### To be done
a) In the LLVM backend extract, what does the abbreviation SROA stand for?
b) Reproduce the LLVM backend extract, beginning at the words "pass_manager.add_gvn_pass();" and stopping after "vectorization (straight-line code)".
c) Take the LLVM backend extract further, starting right after its final line.

— begin Selected extract —

4.2 LLVM Backend Critical Path Extensions

// In crates/compiler/src/llvm_backend.rs - extend existing implementation

impl<'ctx> LLVMBackend<'ctx> {
    /// Compile with critical path optimizations
    pub fn compile_critical_path(
        &mut self,
        func: &HirFunction,
    ) -> CompilerResult<()> {
        let constraints = func.execution_constraints.as_ref();

        // Apply function attributes for aggressive optimization
        if let Some(fn_value) = self.functions.get(&func.id) {
            if constraints.map(|c| c.inline_always).unwrap_or(false) {
                fn_value.add_attribute(
                    inkwell::attributes::AttributeLoc::Function,
                    self.context.create_string_attribute("alwaysinline", ""),
                );
            }

            if constraints.map(|c| c.no_alloc).unwrap_or(false) {
                // Mark as not allocating
                fn_value.add_attribute(
                    inkwell::attributes::AttributeLoc::Function,
                    self.context.create_string_attribute("noalloc", ""),
                );
            }

            if constraints.map(|c| c.critical_path).unwrap_or(false) {
                // Mark as hot
                fn_value.add_attribute(
                    inkwell::attributes::AttributeLoc::Function,
                    self.context.create_string_attribute("hot", ""),
                );

                // Disable stack protection
                fn_value.add_attribute(
                    inkwell::attributes::AttributeLoc::Function,
                    self.context.create_string_attribute("nossp", ""),
                );
            }
        }

        Ok(())
    }

    /// Add LLVM optimization passes for low-latency code
    pub fn add_low_latency_passes(&self, pass_manager: &PassManager<Module<'ctx>>) {
        // Aggressive inlining
        pass_manager.add_always_inliner_pass();

        // SROA: Scalar Replacement of Aggregates (eliminate structs)
        pass_manager.add_scalar_repl_aggregates_pass();

        // GVN: Global Value Numbering (eliminate redundant loads)
        pass_manager.add_gvn_pass();

        // Loop vectorization
        pass_manager.add_loop_vectorize_pass();

        // SLP vectorization (straight-line code)

— end Selected extract —
— begin Recorded data —

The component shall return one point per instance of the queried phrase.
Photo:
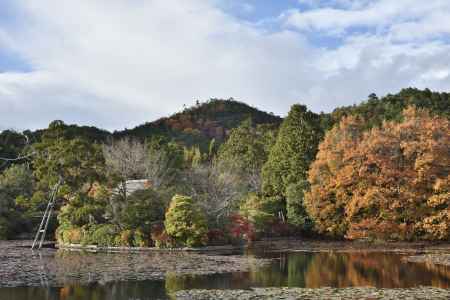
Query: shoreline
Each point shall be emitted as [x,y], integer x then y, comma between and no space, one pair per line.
[317,293]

— end Recorded data —

### Per-task answers
a) Scalar Replacement of Aggregates

b)
pass_manager.add_gvn_pass();

        // Loop vectorization
        pass_manager.add_loop_vectorize_pass();

        // SLP vectorization (straight-line code)

c)
        pass_manager.add_slp_vectorize_pass();

        // Instruction combining
        pass_manager.add_instruction_combining_pass();

        // Tail call optimization
        pass_manager.add_tail_call_elimination_pass();

        // Dead code elimination
        pass_manager.add_aggressive_dce_pass();
    }
}

4.3 SIMD Vectorization Support

// In crates/compiler/src/simd.rs

/// SIMD width detection and code generation
pub struct SimdCodegen {
    /// Target vector width in bits
    vector_width: u32,
    /// Available SIMD features
    features: SimdFeatures,
}

#[derive(Debug, Clone, Default)]
pub struct SimdFeatures {
    pub sse: bool,
    pub sse2: bool,
    pub sse3: bool,
    pub ssse3: bool,
    pub sse4_1: bool,
    pub sse4_2: bool,
    pub avx: bool,
    pub avx2: bool,
    pub avx512f: bool,
    pub avx512vl: bool,
    pub neon: bool,  // ARM
}

impl SimdCodegen {
    pub fn detect() -> Self {
        #[cfg(target_arch = "x86_64")]
        {
            use std::arch::x86_64::*;

            let features = SimdFeatures {
                sse: is_x86_feature_detected!("sse"),
                sse2: is_x86_feature_detected!("sse2"),
                sse3: is_x86_feature_detected!("sse3"),
                ssse3: is_x86_feature_detected!("ssse3"),
                sse4_1: is_x86_feature_detected!("sse4.1"),
                sse4_2: is_x86_feature_detected!("sse4.2"),
                avx: is_x86_feature_detected!("avx"),
                avx2: is_x86_feature_detected!("avx2"),
                avx512f: is_x86_feature_detected!("avx512f"),
                avx512vl: is_x86_feature_detected!("avx512vl"),
                ..Default::default()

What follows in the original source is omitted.